And if you do get a food, I would highly recommend you get out and have some fun
in it, because it's beautiful to be out during a flood, especially at night. I
have so many friends that run hotels in Venice, and their families have
been running these hotels for generations, and it's just a beautiful
dimension of the city. When I get to Venice, I get an old, old hotel, and I
take off my shoes, and I stand barefoot on the "pavimento veneziano."
That's the ancient kinda linoleum that is designed with a bunch of marble chips
and everything, so it can flex. As this building settles, the floor won't crack,
it'll just flex, and you see the waves in the floor as that city continues to settle.
But for me it's a very tactile welcome to Venice, to stand barefoot on the "pavimento
veneziano." Now, Venice is so great, that almost nobody thinks about Padua.
Padova, Padua, English and Italian ways to say the same town. Padova is just
about a half an hour away from Venice, and if there was no Venice, Padua would be
a major stop, but almost nobody goes there because of the greatness of Venice.
Again, right next to Venice, it's a town with beautiful arcades, beautiful cobbled
lanes, a wonderful time warp atmosphere, a great market, and lots of pilgrims,
because pilgrims go to Padova to see the Basilica of St. Anthony. St.
Anthony is a beloved saint, and when you go there you'll find a lot of pilgrim
action, and I would recommend going to the Basilica of st. Anthony and
kind of respect and follow the whole route of the pilgrims, because they're gonna stop at a
number of places inside and use these relics to help them worship. Padova's
also famous because it has a venerable university. It's got one of the oldest
and greatest universities
in Europe, and what's fun about the university in Padova is, people don't
all graduate on the same weekend in the spring or early summer. They're
graduating all year long in a steady trickle. Whenever you do your
dissertation and meet with the professor you can graduate, and then you find
people, it's a great day for the family, everybody is dressed up, grandma and grandpa are
there, you're wearing your laurel wreath, and you're all fine and everything. And then once
you've graduated, you dress down, your friends hijack you, you all get drunk, and
they have this kind of roast in public. And it's a very rude, and crude, and kind
of silly, and alcoholic sort of event, and people are gathering around, and you
are now a doctor, you know. And your friends are reminding you, you may be a
doctor, but you're just still one of us, you know, you're just still a normal person. And they
sing this very catchy song I just can't stop singing it when I'm in Padova, I forget the Italian words
but in English it's, "you're a doctor, you're a doctor, but you're still just an asshole,
you're a doctor, you're a doctor, but you're still just an asshole." And then there's a
ruder part that I won't sing.

Exercises:
- 1) In the travel talk about Venice and Padua, the sentence beginning "Again, right next to Venice" describes Padua. List every feature of the town named in that sentence.
- 2) According to the travel talk about Venice and Padua, how far is Padova from Venice?
- 3) Carry on the travel talk about Venice and Padua from its final sentence, in the same spoken style.

Data entries:
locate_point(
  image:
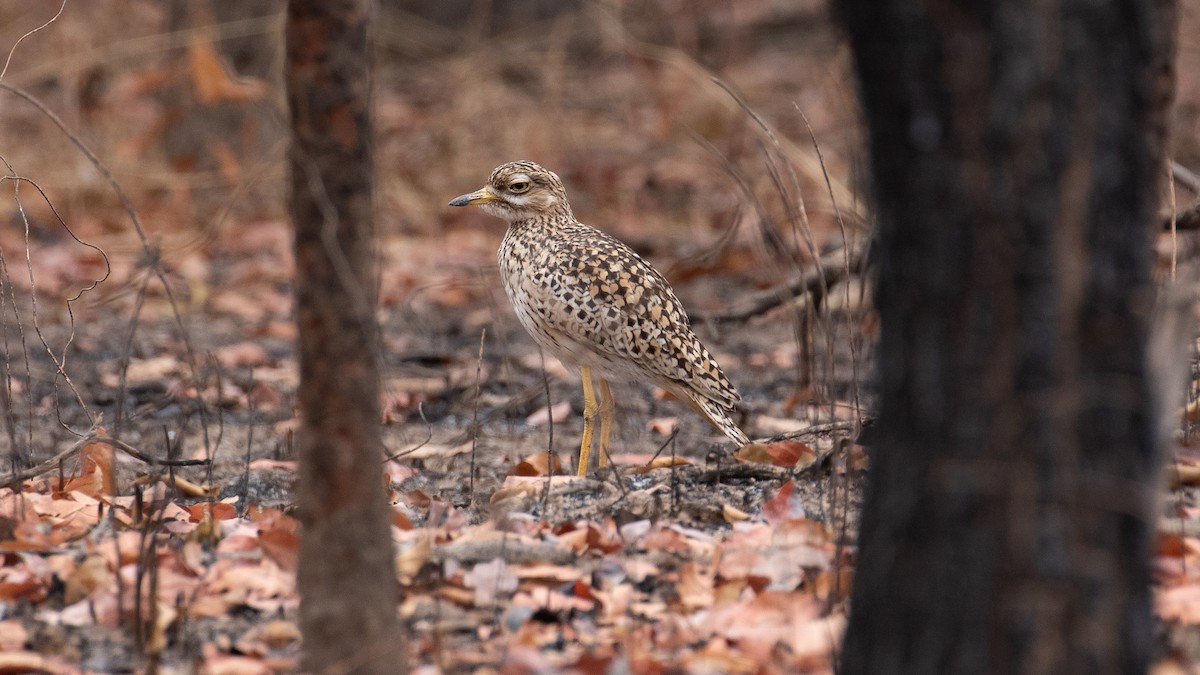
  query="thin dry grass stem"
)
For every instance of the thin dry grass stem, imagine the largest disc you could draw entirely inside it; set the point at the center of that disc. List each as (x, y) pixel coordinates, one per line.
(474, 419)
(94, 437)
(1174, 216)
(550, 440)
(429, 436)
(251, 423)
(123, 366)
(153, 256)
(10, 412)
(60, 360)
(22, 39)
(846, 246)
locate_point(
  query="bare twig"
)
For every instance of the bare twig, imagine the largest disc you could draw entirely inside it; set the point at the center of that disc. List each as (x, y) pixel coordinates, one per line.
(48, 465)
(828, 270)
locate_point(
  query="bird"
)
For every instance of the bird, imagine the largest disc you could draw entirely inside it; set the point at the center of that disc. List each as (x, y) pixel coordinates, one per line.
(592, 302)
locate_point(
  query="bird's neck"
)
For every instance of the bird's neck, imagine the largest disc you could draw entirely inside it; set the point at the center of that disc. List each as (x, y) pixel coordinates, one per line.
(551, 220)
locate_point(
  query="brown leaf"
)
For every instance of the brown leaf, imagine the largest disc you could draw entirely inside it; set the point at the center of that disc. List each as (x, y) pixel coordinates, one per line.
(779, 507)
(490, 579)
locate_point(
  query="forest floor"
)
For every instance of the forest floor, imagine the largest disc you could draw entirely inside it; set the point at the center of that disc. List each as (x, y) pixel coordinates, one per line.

Responses to the tasks:
- 1) beautiful arcades; beautiful cobbled lanes; a wonderful time warp atmosphere; a great market; lots of pilgrims

- 2) About a half an hour away.

- 3)
But to be there, and to celebrate with those kids in the street, and see all that
craziness, and of that wonderful reminder that you may have letters
before your name now, but keep your feet on the ground, it's a beautiful thing, and
it's been going on for centuries.
You'll get that when you go to Padova. Another highlight of Padova is the
Scrovegni Chapel. and I just love the High Middle Ages, Gothic and Giotto. And
the greatest Giotto art is this chapel. Completely frescoed, by a whole
series of wonderful scenes from the Bible by Giotto. This is a very precious
and fragile masterpiece, and what they do in a precious and fragile scene
like this is, they only let a few people in at a time, and they actually have to
dehumidify in a special box first. So you sit, and you dehumidify, and
they open the door, and you can go in and enjoy it, and then you're out of there.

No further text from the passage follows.